[POLECENIA]
(a) Zapisz bez żadnych zmian fragment tekstu o spektaklu od „Sztuka Raya Cooneya” do „na skalę światową!”.
(b) Odpowiedz na podstawie tekstu o spektaklu:
(i) W którym roku i w jakim mieście sztukę wystawiono po raz pierwszy?
(ii) Kto wyreżyserował szczecińskie przedstawienie?
(iii) Jaką postać gra Adam Zych?
(c) Napisz dalszy ciąg tekstu o spektaklu, zaczynając od miejsca, w którym się kończy.

[TEKST DO PRZECZYTANIA]
────────────────────────────────────────

Ten spektakl to przebój! Znakomita szczecińska adaptacja brytyjskiej sztuki, czyli historia pechowego taksówkarza-bigamisty, którego szczęśliwe życie u boku dwóch kobiet przerywa niespodziewany wypadek, od niemal 26 lat bawi naszych widzów do łez.
Sztuka Raya Cooneya po raz pierwszy została wystawiona w 1983 roku w Londynie na tamtejszym West Endzie, potem na nowojorskim Broadwayu, a stamtąd powędrowała w świat na ponad pół tysiąca scen. Szczecińska premiera farsy odbyła się 14 SIERPNIA 1999 roku w naszym teatrze. Spektakl wyreżyserował Stefan Szaciłowski, scenografię opracował Jan Banucha, a muzykę przygotował Adam Opatowicz. Polską tłumaczką sztuki jest Elżbieta Woźniak.
Przez ponad 25 lat przedstawienie jest grane u nas z niemal niezmienioną obsadą. To ewenement, może nawet na skalę światową!
Od 25 lat żony taksówkarza grają: Katarzyna Bieschke - Wabich (Mary Smith) i Małgorzata Chryc - Filary (Barbara Smith), wspomnianego kierowcę – bigamistę, Johna Smitha - Adam Dzieciniak, przyjaciela Johna, Stanleya Gardnera – Michał Janicki, policjantów - Zbigniew Filary (Inspektor Porterhouse) i Mirosław Kupiec (Inspektor Troughton), sąsiada, Bobby’ego Franklyna - Adam Zych. Do ekipy „Maydaya” nieco później, bo kilkanaście lat temu, dołączył Mateusz Kostrzyński (jako Reporter).

────────────────────────────────────────

[Wyodrębnione wpisy danych]
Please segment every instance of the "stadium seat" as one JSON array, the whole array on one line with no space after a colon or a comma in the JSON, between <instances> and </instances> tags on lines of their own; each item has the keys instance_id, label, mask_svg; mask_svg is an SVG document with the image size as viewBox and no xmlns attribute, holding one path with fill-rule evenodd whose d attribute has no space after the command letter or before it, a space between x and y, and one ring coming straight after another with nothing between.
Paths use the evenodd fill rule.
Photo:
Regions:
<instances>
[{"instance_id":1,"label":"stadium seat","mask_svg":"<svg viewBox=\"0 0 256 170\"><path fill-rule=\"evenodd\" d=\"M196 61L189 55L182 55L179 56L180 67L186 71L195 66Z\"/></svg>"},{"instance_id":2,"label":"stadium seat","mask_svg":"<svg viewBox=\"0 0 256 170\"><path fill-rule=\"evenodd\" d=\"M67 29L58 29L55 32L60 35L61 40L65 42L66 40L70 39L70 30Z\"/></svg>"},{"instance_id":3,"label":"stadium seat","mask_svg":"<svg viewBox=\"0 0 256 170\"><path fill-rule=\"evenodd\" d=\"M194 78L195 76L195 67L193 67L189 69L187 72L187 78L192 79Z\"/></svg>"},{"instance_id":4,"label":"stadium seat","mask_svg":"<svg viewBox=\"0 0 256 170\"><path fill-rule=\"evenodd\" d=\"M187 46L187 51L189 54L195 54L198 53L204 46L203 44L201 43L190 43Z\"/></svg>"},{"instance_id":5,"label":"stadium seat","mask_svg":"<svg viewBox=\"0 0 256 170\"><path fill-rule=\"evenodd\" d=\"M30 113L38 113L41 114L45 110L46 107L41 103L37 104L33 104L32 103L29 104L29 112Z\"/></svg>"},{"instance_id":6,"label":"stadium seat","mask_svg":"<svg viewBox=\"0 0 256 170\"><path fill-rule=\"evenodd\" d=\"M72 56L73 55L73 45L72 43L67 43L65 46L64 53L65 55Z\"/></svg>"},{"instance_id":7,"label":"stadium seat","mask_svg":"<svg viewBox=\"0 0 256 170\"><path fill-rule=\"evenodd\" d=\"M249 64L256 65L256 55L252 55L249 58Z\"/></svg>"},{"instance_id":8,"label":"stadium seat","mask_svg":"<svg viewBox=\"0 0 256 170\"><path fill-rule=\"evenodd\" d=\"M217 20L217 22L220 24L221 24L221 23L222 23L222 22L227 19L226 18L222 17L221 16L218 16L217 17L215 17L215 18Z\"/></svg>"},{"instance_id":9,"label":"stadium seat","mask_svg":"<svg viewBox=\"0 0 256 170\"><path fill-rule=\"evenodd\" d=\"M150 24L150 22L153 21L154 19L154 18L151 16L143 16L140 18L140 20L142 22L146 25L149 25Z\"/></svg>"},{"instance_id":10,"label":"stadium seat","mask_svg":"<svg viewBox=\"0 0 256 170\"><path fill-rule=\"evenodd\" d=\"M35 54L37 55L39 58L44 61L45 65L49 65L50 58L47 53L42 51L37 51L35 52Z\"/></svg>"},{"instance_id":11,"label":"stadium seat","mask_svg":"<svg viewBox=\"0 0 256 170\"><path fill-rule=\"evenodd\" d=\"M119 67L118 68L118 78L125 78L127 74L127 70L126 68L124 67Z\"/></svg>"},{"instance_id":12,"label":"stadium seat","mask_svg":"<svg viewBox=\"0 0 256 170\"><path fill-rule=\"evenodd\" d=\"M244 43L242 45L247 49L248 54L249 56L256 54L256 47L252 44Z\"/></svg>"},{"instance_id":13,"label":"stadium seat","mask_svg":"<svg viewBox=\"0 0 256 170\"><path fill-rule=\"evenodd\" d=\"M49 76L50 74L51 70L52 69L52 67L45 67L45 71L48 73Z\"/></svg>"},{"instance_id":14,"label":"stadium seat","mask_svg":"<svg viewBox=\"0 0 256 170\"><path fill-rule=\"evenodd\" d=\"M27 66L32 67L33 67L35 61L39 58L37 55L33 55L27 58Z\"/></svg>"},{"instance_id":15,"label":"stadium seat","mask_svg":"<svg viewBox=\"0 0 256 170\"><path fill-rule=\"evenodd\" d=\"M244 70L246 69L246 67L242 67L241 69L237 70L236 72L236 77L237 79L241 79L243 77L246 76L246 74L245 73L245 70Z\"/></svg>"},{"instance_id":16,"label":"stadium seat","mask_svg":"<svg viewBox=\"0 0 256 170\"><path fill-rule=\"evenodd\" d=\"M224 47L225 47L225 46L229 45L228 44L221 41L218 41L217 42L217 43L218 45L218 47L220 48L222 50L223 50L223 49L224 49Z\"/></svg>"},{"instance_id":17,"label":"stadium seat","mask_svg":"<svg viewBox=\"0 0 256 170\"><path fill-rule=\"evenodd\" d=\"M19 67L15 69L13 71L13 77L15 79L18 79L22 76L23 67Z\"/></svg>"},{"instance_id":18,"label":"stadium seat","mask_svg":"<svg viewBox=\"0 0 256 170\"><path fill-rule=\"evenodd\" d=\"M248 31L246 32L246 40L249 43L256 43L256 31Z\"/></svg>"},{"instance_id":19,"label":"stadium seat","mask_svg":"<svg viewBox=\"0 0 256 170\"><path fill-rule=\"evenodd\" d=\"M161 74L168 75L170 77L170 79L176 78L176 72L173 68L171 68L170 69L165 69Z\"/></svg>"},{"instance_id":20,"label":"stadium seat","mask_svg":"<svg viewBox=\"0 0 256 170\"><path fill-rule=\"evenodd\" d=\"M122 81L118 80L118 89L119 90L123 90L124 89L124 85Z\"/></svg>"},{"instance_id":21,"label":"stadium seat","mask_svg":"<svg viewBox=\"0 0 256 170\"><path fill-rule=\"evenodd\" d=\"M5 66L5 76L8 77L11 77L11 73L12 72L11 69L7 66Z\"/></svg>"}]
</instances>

────────────────────────────────────────

[WYNIKI PO KOLEI]
(a)
Sztuka Raya Cooneya po raz pierwszy została wystawiona w 1983 roku w Londynie na tamtejszym West Endzie, potem na nowojorskim Broadwayu, a stamtąd powędrowała w świat na ponad pół tysiąca scen. Szczecińska premiera farsy odbyła się 14 SIERPNIA 1999 roku w naszym teatrze. Spektakl wyreżyserował Stefan Szaciłowski, scenografię opracował Jan Banucha, a muzykę przygotował Adam Opatowicz. Polską tłumaczką sztuki jest Elżbieta Woźniak.
Przez ponad 25 lat przedstawienie jest grane u nas z niemal niezmienioną obsadą. To ewenement, może nawet na skalę światową!

(b)
(i) W 1983 roku w Londynie.
(ii) Stefan Szaciłowski.
(iii) Sąsiada, Bobby'ego Franklyna.

(c)
W szczecińskiej adaptacji występował też: w roli Reportera - Karol Gruza (aktor zmarł w 2011 roku), z kolei w postać Cyryla wcielali się: Piotr Emanuel Kraus (który jest na zasłużonej emeryturze) i Wiesław Orłowski (aktor zmarł w lutym 2024 roku).
Wielu naszych widzów było na naszym przedstawieniu po kilka lub kilkanaście razy, a podobno jeden z rekordzistów obejrzał przedstawienie ponad trzydzieści razy. Co interesujące, spektakl, który cieszy się tak ogromnym powodzeniem u widzów (zawsze komplety na widowni, a bilety rozchodzą się jak świeże bułeczki!), powstał w zaledwie dziesięć dni. To wydaje się niemal niemożliwe. Zwłaszcza że zwykle w teatrach przygotowania do wystawienia sztuk wymaga czasu. Reżyser Stefan Szaciłowski w jednym z wywiadów przyznał, że sześć tygodni to absolutne minimum, by móc zrealizować farsę.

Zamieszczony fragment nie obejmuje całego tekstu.